_TASK REQUIREMENTS_. For each line of the listing below that contains the string "black", copy the line.
*** Opening of EXCERPTED RECORDS ***
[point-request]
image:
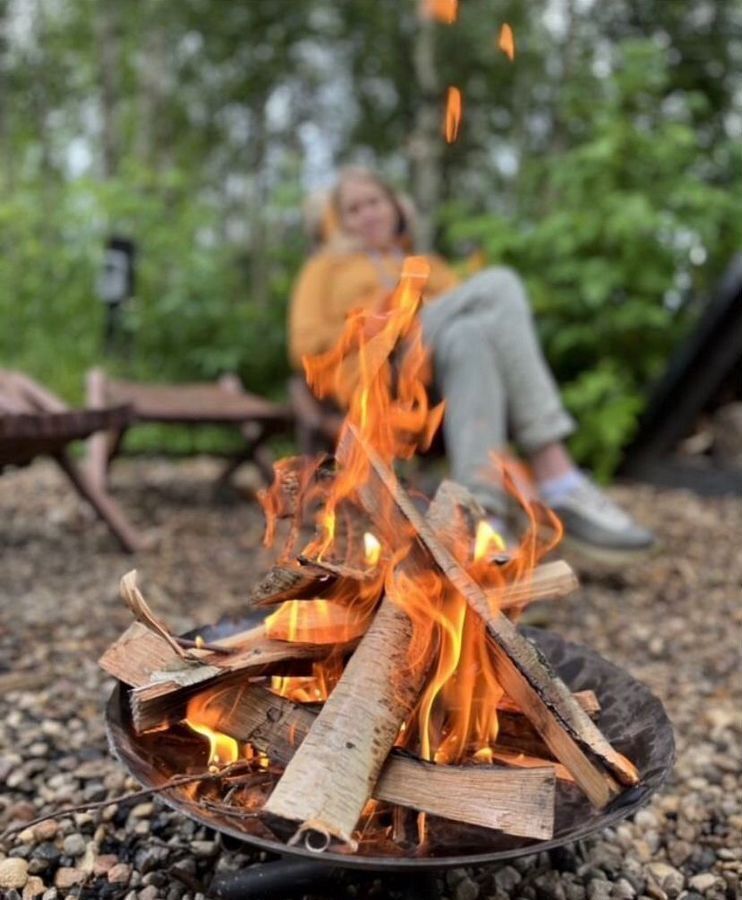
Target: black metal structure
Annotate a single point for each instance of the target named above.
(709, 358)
*** Close of EXCERPTED RECORDS ***
*** Opening of EXCERPTED RECORDS ***
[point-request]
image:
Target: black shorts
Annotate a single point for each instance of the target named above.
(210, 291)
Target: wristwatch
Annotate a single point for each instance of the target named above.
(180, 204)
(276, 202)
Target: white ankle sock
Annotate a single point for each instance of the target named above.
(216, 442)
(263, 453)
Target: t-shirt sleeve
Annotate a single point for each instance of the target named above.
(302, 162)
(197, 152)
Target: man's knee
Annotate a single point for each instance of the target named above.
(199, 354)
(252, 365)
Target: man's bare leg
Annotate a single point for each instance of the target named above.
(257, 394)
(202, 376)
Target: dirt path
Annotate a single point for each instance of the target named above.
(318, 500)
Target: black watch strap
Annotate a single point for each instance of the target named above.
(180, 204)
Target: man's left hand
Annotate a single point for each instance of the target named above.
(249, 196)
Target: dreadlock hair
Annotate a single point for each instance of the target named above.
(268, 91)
*** Close of EXCERPTED RECORDS ***
_YOUR SOLUTION_.
Target: black metal structure
Target: black shorts
Target: black watch strap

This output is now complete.